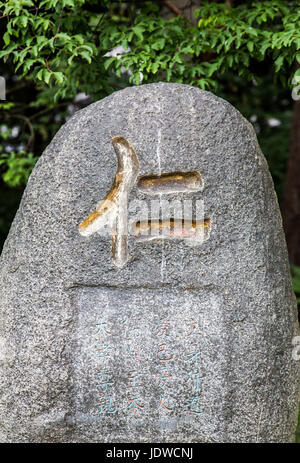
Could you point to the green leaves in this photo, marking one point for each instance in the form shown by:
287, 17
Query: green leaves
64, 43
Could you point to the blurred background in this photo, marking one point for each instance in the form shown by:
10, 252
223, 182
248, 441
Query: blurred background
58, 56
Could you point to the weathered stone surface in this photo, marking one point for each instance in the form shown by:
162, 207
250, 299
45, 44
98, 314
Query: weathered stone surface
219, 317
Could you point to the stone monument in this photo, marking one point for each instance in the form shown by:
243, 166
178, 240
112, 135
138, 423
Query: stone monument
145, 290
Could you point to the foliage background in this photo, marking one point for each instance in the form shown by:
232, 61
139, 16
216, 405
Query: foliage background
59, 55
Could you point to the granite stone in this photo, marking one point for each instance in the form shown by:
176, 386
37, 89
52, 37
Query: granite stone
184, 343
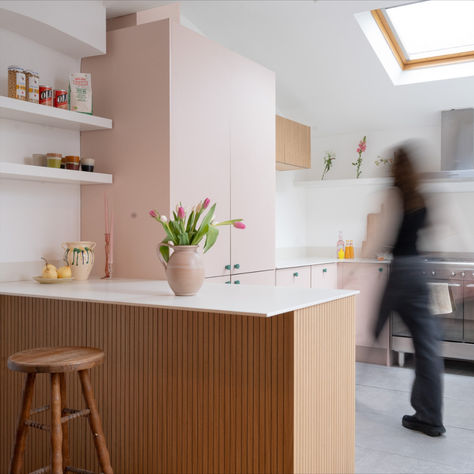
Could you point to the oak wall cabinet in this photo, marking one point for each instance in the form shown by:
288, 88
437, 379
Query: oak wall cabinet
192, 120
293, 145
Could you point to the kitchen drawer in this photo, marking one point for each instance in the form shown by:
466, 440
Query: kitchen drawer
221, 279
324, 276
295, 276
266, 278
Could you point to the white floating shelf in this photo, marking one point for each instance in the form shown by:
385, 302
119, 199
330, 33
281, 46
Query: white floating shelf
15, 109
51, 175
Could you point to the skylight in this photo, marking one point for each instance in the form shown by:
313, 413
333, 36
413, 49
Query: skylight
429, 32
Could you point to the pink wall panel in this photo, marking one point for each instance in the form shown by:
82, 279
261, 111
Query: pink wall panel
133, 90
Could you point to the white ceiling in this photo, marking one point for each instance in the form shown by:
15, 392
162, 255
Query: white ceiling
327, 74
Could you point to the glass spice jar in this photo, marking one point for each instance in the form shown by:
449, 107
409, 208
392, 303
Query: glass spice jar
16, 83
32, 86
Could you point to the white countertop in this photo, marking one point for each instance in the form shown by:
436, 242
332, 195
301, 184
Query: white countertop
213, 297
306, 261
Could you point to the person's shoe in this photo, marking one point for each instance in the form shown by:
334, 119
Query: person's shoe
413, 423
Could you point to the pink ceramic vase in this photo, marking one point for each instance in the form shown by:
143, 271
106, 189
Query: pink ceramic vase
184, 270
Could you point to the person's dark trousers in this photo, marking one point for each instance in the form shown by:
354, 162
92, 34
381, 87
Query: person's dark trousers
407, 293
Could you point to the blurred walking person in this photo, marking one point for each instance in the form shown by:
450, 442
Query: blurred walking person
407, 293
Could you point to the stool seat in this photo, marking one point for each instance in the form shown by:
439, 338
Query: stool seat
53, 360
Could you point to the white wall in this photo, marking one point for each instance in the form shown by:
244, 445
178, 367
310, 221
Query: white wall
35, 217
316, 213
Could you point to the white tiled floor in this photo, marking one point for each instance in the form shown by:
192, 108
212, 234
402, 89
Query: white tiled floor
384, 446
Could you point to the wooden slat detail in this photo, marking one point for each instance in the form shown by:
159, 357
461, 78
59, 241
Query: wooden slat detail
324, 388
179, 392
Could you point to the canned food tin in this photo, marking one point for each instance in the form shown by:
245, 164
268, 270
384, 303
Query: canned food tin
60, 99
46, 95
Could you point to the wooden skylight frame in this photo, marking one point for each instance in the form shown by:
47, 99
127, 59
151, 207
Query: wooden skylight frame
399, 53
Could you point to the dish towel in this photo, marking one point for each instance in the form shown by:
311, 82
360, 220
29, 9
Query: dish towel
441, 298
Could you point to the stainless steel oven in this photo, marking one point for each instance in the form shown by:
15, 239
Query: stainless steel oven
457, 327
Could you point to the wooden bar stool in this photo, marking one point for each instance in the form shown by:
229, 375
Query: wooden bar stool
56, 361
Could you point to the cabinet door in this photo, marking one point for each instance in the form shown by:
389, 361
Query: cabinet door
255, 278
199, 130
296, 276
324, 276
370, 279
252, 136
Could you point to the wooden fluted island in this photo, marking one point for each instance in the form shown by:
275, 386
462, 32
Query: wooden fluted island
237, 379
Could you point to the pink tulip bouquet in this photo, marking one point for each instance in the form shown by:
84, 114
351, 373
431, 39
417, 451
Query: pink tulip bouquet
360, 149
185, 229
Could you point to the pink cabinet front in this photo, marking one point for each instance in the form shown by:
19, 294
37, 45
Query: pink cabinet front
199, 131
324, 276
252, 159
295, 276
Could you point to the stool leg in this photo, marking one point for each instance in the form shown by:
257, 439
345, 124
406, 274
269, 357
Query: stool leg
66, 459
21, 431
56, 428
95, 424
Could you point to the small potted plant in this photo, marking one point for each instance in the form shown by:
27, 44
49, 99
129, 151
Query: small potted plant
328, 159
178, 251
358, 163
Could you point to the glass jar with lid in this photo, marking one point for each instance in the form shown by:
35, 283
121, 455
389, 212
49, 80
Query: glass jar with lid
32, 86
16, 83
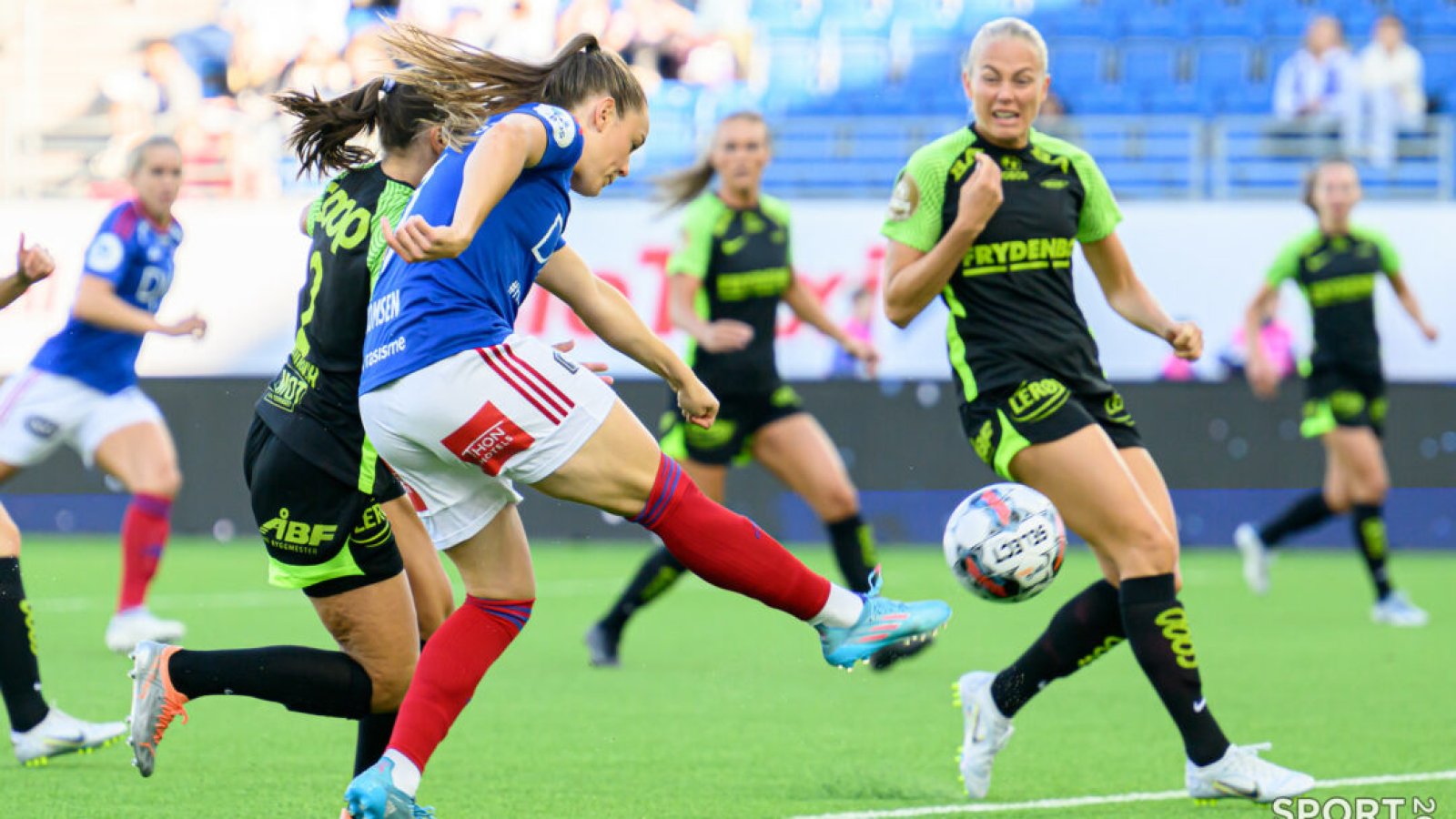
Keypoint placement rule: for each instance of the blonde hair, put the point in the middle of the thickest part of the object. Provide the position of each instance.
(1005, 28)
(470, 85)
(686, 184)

· · ·

_Task requirements_.
Beginning with the line that contains "Could you point to the cabinet", repeat every remaining line of the data exactly, the last line included, and omit pictures.

_Solution_.
Could you point to the cabinet door in this photo, marking one point for each instance in the form shown by:
389, 361
Query: cabinet door
255, 278
199, 130
296, 276
324, 276
370, 279
252, 136
Could you point to the wooden fluted island in this photo, marking one point for each instance in the form shown by:
275, 386
462, 32
Query: wooden fluted island
237, 379
Could you point to the pink tulip bouquet in this photo, marking one point for each instance in the form shown by:
84, 114
351, 373
431, 39
417, 451
Query: pink tulip bouquet
360, 149
185, 229
Could you point to the pink cabinet front in this photo, marking one point for each instance in the form shown by:
19, 294
37, 45
Query: pink cabinet front
199, 131
324, 276
252, 159
295, 276
Could you point to the stool leg in this photo, marking one point for each instance in the form shown by:
257, 439
345, 124
406, 274
269, 357
Query: stool leg
66, 459
21, 431
56, 428
95, 424
Could you point to the small potted plant in this photo, marking one point for each instance in the form shown by:
27, 44
49, 99
129, 151
Query: small potted plant
328, 159
178, 251
358, 163
Could you point to the glass jar with lid in this photo, marking one point for each instance in the form shown by:
35, 283
121, 455
389, 212
49, 80
Query: glass jar with lid
32, 86
16, 83
Keypoint placement rule: for each instance of the blonde hair, put the point in the middle of the thickest part of the object. Provide the position of each instance.
(1005, 28)
(470, 85)
(686, 184)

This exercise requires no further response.